[The task]
Copy out all of the lines below, requests included, and raise every number in the polygon vertex coordinates of the answers by 127.

[Source material]
— BEGIN —
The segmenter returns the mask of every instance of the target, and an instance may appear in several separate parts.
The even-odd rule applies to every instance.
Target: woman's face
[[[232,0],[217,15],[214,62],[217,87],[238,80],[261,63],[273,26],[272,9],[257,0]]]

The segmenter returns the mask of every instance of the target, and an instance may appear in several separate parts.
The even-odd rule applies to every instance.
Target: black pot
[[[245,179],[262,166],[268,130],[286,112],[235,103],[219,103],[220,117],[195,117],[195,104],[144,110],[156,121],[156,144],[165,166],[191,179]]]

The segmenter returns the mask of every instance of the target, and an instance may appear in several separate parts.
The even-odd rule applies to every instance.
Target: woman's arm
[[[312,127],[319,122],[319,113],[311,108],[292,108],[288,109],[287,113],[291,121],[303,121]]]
— END —
[Response to the exercise]
The segmenter returns the mask of every instance of the target, and an instance may appear in several separate parts.
The even-odd rule applies to every instance.
Target: woman's face
[[[359,127],[344,142],[341,189],[344,214],[365,207],[388,190],[400,153],[399,136],[384,127]]]

The segmenter returns the mask of every instance of the target, and an instance may appear in several separate parts.
The even-odd rule applies to every instance.
Target: black pot
[[[372,306],[389,293],[395,257],[413,239],[362,230],[346,230],[347,244],[322,244],[322,231],[271,237],[283,248],[283,271],[292,293],[318,306]]]

The segmenter returns the mask of every instance of the target, and an instance may appear in several separate parts.
The even-odd rule applies to every instance.
Target: woman's arm
[[[439,254],[446,249],[446,240],[438,235],[419,235],[415,236],[414,240],[418,248],[430,248]]]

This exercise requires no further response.